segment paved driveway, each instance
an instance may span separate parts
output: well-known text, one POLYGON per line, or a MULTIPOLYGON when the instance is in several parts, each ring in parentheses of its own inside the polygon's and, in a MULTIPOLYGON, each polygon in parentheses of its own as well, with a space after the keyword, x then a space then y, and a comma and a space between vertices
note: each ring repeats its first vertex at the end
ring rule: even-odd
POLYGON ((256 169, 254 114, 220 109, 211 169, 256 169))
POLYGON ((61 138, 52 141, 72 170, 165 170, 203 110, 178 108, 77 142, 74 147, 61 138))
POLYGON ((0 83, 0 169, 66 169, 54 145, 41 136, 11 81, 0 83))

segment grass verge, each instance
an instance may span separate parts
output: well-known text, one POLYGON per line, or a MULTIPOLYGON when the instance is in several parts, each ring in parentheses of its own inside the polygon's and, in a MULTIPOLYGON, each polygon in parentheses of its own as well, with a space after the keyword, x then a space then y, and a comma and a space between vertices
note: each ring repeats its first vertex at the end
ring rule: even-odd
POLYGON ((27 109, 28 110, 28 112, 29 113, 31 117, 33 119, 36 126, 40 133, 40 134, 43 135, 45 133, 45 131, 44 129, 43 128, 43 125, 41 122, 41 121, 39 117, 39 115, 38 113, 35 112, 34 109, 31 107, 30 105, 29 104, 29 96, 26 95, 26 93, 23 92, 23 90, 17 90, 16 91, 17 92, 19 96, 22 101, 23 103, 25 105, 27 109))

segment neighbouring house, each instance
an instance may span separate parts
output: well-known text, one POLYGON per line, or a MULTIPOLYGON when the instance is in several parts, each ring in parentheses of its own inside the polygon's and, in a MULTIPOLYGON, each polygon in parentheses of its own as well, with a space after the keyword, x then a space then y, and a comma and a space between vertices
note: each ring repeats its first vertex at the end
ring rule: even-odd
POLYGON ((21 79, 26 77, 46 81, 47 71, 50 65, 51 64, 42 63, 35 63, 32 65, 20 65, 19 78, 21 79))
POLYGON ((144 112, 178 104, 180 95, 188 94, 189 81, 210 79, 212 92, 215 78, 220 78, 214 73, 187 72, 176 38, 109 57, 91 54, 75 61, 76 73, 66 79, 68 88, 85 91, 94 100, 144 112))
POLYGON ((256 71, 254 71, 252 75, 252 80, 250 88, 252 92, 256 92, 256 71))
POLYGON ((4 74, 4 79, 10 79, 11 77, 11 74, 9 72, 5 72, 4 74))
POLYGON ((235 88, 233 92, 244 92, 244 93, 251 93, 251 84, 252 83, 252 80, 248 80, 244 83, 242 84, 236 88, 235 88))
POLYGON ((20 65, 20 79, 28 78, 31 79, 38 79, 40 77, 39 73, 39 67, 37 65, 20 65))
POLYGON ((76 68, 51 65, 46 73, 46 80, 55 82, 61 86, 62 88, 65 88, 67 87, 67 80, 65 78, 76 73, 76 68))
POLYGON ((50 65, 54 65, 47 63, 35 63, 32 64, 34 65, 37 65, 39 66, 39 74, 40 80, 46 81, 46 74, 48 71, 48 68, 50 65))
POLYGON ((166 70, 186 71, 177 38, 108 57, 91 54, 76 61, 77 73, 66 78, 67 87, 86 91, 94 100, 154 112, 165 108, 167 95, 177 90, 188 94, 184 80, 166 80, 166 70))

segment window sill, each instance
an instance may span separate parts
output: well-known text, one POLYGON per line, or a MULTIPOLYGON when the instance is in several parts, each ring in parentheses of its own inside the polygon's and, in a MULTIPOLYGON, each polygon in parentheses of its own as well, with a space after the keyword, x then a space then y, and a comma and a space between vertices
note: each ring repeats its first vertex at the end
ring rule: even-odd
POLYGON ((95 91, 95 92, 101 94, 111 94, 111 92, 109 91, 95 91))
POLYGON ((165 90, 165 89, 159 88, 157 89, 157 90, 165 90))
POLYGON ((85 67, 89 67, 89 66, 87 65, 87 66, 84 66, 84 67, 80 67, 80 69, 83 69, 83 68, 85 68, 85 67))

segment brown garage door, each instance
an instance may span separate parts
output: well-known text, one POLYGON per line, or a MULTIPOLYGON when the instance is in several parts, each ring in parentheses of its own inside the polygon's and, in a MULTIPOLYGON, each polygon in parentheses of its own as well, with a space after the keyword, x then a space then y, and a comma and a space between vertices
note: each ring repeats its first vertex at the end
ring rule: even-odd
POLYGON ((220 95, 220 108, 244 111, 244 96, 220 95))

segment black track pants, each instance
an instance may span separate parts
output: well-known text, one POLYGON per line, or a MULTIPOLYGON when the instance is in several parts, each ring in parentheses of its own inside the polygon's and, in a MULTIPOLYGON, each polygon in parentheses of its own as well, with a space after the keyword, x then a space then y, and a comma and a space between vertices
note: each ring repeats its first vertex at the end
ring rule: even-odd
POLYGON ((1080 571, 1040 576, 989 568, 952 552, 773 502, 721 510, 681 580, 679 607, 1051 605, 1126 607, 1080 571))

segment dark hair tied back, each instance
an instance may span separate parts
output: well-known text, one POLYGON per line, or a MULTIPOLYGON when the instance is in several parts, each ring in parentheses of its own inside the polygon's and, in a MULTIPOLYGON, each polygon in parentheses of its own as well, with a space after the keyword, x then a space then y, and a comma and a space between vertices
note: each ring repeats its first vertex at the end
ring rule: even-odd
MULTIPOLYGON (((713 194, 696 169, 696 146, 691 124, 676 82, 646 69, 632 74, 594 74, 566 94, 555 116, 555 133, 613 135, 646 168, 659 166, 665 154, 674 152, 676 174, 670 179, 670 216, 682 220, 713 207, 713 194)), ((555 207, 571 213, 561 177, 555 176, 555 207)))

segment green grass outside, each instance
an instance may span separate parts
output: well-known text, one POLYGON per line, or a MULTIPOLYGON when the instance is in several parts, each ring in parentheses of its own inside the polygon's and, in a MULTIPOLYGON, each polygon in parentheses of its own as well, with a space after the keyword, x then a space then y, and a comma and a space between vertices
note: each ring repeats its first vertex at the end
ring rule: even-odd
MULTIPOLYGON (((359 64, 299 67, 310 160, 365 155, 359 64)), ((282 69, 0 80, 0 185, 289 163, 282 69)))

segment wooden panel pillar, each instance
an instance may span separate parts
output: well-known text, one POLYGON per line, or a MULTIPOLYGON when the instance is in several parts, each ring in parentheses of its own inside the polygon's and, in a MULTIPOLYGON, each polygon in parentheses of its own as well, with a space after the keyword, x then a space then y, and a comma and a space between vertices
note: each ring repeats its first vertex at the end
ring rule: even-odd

########

→ Problem requirements: Rewrite the lines above as a numbered list, leaving out the blank lines.

→ Final result:
1. segment paved driveway, each instance
2. an instance may span separate parts
3. output: well-known text, one POLYGON per line, or a MULTIPOLYGON when the instance is in several parts, each ring in parentheses of its own inside the polygon's and, in a MULTIPOLYGON, each polygon in parentheses of its own as well, with a space after the keyword, x then a space then y, and a comma and a space between vertices
4. note: each ring repeats its first vertex at the end
5. ring rule: even-odd
6. POLYGON ((256 169, 254 114, 220 109, 211 169, 256 169))
7. POLYGON ((61 138, 52 141, 72 170, 165 170, 203 110, 178 108, 77 142, 74 147, 61 138))
8. POLYGON ((0 83, 0 169, 66 169, 54 145, 41 136, 11 81, 0 83))
9. segment grass verge, each instance
10. an instance may span separate parts
11. output: well-known text, one POLYGON per line, or a MULTIPOLYGON when the instance is in several parts, each ring in parentheses of its own inside the polygon's and, in a MULTIPOLYGON, each polygon in parentheses of its own as well, with a space after the keyword, x then a space then y, and a comma and a space between vertices
12. note: each ring repeats its first vertex at the end
13. ring rule: even-odd
14. POLYGON ((27 109, 28 110, 28 112, 29 113, 31 117, 33 119, 36 126, 40 133, 40 134, 43 135, 45 133, 45 131, 44 129, 43 128, 43 125, 41 122, 41 121, 39 117, 39 115, 38 113, 35 112, 34 109, 31 107, 30 105, 29 104, 29 96, 26 95, 26 93, 23 92, 23 90, 17 90, 16 91, 17 92, 19 96, 22 101, 23 103, 25 105, 27 109))
15. segment neighbouring house, each instance
16. an instance may span separate parts
17. output: well-known text, one POLYGON per line, or a MULTIPOLYGON when the instance is in several parts, each ring in parentheses of its own inside the polygon's and, in a MULTIPOLYGON, each polygon in parentheses of its own as well, with a space after the keyword, x then a space then y, and a comma and a space between vertices
18. note: each ring repeats its first vertex at the end
19. ring rule: even-odd
20. POLYGON ((21 79, 26 77, 46 81, 47 71, 50 65, 51 64, 42 63, 35 63, 32 65, 20 65, 19 78, 21 79))
21. POLYGON ((144 112, 178 104, 180 95, 188 94, 189 81, 210 79, 212 92, 215 78, 220 78, 214 73, 187 72, 176 38, 109 57, 91 54, 75 61, 76 73, 66 79, 68 88, 85 91, 94 100, 144 112))
22. POLYGON ((256 71, 254 71, 252 75, 252 80, 250 88, 252 92, 256 92, 256 71))
23. POLYGON ((4 74, 4 79, 10 79, 11 77, 11 74, 9 72, 5 72, 4 74))
24. POLYGON ((235 88, 233 92, 244 92, 244 93, 251 93, 251 84, 252 83, 252 80, 248 80, 244 83, 242 84, 236 88, 235 88))
25. POLYGON ((20 65, 20 79, 28 78, 31 79, 38 79, 40 77, 39 73, 39 67, 37 65, 20 65))
26. POLYGON ((76 68, 51 65, 46 73, 46 80, 55 82, 61 86, 62 88, 65 88, 67 87, 67 80, 65 78, 76 73, 76 68))
27. POLYGON ((50 65, 54 65, 47 63, 35 63, 32 64, 34 65, 37 65, 39 66, 39 74, 40 80, 46 81, 46 74, 48 71, 48 68, 50 65))
28. POLYGON ((166 70, 186 71, 177 38, 108 57, 91 54, 76 61, 77 73, 66 78, 67 87, 86 91, 94 100, 154 112, 165 108, 167 95, 177 90, 188 94, 184 80, 166 80, 166 70))
29. segment window sill, each instance
30. an instance may span separate parts
31. output: well-known text, one POLYGON per line, or a MULTIPOLYGON when the instance is in several parts, each ring in parentheses of its own inside the polygon's and, in a MULTIPOLYGON, each polygon in parentheses of its own as well, with a space after the keyword, x then a space then y, and a comma and a space between vertices
32. note: each ring repeats its first vertex at the end
33. ring rule: even-odd
34. POLYGON ((95 91, 95 92, 101 94, 111 94, 111 92, 109 91, 95 91))
35. POLYGON ((165 90, 165 89, 159 88, 157 89, 157 90, 165 90))
36. POLYGON ((85 67, 89 67, 89 66, 87 65, 87 66, 84 66, 84 67, 80 67, 80 69, 83 69, 83 68, 85 68, 85 67))
37. segment brown garage door, each instance
38. an instance may span separate parts
39. output: well-known text, one POLYGON per line, or a MULTIPOLYGON when the instance is in several parts, each ring in parentheses of its own inside the polygon's and, in a MULTIPOLYGON, each polygon in parentheses of its own as well, with a space after the keyword, x then a space then y, and a comma and a space between vertices
40. note: each ring repeats its first vertex at the end
41. ring rule: even-odd
42. POLYGON ((220 95, 220 108, 244 111, 244 96, 220 95))
43. segment black track pants, each instance
44. an instance may span separate parts
45. output: well-known text, one POLYGON per line, or a MULTIPOLYGON when the instance is in several parts, each ring in parentheses of its own inside the polygon's and, in a MULTIPOLYGON, each polygon in parentheses of its own as well, with a space after the keyword, x then a space then y, and a comma and a space between vertices
46. note: each ring repeats its first vertex at the end
47. ring rule: even-odd
48. POLYGON ((1080 571, 1040 576, 989 568, 952 552, 773 502, 721 510, 681 580, 679 607, 1051 605, 1126 607, 1080 571))
49. segment dark hair tied back, each instance
50. an instance may span separate parts
51. output: well-known text, one POLYGON per line, or a MULTIPOLYGON when the instance is in several parts, each ring in parentheses of its own inside the polygon's and, in a MULTIPOLYGON, each polygon in parentheses of its own as well, with a space after the keyword, x then a space then y, and a comma and a space between vertices
52. note: each ring repeats its first vertex at the end
53. ring rule: even-odd
54. MULTIPOLYGON (((713 194, 696 169, 696 146, 691 124, 676 82, 646 69, 632 74, 594 74, 566 94, 555 116, 555 133, 613 135, 646 168, 659 166, 665 154, 674 152, 676 174, 670 179, 670 216, 682 220, 713 207, 713 194)), ((555 207, 571 213, 561 177, 555 176, 555 207)))
55. segment green grass outside, each instance
56. an instance may span separate parts
57. output: well-known text, one POLYGON per line, or a MULTIPOLYGON when the instance is in several parts, each ring in parentheses of its own inside the polygon's and, in a MULTIPOLYGON, each polygon in parentheses of its own as well, with a space after the keyword, x then a space then y, and a comma and a space between vertices
58. note: each ring repeats its first vertex at the end
59. ring rule: even-odd
60. MULTIPOLYGON (((359 64, 299 67, 310 160, 365 155, 359 64)), ((282 69, 0 80, 0 185, 289 163, 282 69)))
61. segment wooden panel pillar, each instance
62. an instance may span separate parts
63. output: well-known text, one POLYGON per line, or a MULTIPOLYGON when the instance is in several parts, each ring in parentheses of its own inside the polygon's and, in a MULTIPOLYGON, each polygon in parentheses of its own as well, with a space after the keyword, x then a space then y, and a comma and a space between vertices
64. note: each ring repeats its first vertex at the end
65. ring rule: even-odd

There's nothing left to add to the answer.